◆ **Work to complete**:
In the excerpt on Hugh Salmon below, rewrite the paragraph beginning "The play tells the story" more briefly, keeping its main facts.

# START OF Excerpt

Hugh Salmon is a British advertising executive and playwright, who wrote the play Into Battle.

== Early career ==
As the creator of SFX Cassette Magazine, the music magazine on audio cassette launched in 1982, Salmon pursued a career in advertising, media and marketing.
Between 1988 and 1991, he was appointed to manage the Ogilvy (agency) office in Thailand, Ogilvy's fourth largest agency in the world. He later became managing director of CM:Lintas in London, and was in a five-year legal dispute (Hugh Salmon v Lintas Worldwide) to clear his name following accusations by the agency, which were eventually dropped by Lintas. The case was closed when Salmon was awarded significant damages and Lintas made a formal apology.

He is the son of Gerald Mordaunt Broome Salmon and the brother of rugby player, Jamie Salmon.

== Into Battle ==
His stage play Into Battle received its premiere at the Greenwich Theatre in London in October 2021.

The play tells the story of a bitter feud between the privileged Old Etonians at Balliol College, Oxford and a more socially aware group of non-Etonians during the run-up to the First World War. Among its cast of characters are Lady Ettie Grenfell, Baroness Desborough, war poets, Julian Grenfell and Patrick Shaw-Stewart, and England rugby captain, Ronald Poulton.

== Legal dispute ==
 Hugh Salmon v Lintas Worldwide was a lawsuit brought by the British advertising executive Hugh Salmon against his former employer, the advertising agency Lintas Worldwide and its holding company, The Interpublic Group of Companies. After Salmon discovered financial irregularities at the company, he was fired. He sued the company for malicious falsehood and punitive damages, and he ultimately prevailed.

# END OF Excerpt
# START OF Dataset extract

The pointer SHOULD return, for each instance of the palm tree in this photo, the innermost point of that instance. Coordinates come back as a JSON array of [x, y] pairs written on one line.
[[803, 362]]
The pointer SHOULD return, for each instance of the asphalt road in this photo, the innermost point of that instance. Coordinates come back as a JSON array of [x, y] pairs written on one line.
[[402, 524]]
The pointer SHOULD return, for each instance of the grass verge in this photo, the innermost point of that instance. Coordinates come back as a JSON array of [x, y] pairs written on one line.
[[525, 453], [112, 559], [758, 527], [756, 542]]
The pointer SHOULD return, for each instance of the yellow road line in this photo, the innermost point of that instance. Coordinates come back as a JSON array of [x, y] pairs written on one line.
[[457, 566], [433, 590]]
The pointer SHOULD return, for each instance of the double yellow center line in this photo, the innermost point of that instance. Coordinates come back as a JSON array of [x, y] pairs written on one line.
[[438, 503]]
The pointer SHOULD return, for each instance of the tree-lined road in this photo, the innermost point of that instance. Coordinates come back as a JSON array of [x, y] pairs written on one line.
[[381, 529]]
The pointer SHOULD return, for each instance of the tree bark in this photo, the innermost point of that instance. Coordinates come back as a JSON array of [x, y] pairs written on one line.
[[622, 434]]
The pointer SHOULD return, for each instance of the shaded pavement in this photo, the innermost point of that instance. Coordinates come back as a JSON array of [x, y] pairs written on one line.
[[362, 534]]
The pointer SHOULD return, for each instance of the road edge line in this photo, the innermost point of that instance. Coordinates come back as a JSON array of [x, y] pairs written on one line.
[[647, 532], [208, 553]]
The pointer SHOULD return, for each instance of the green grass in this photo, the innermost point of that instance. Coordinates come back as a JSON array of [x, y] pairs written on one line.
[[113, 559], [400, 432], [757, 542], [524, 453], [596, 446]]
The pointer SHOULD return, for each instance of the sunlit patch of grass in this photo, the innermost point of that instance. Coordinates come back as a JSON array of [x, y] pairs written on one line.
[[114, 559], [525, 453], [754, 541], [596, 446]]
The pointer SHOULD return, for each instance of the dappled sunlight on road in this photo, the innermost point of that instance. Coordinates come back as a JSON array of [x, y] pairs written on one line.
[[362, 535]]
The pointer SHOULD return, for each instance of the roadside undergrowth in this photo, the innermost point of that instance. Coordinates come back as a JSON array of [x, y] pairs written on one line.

# END OF Dataset extract

◆ **Written reply**:
Into Battle depicts a bitter feud during the run-up to the First World War between privileged Old Etonians at Balliol College, Oxford and a more socially aware group of non-Etonians. Its characters include Lady Ettie Grenfell, Baroness Desborough; the war poets Julian Grenfell and Patrick Shaw-Stewart; and England rugby captain Ronald Poulton.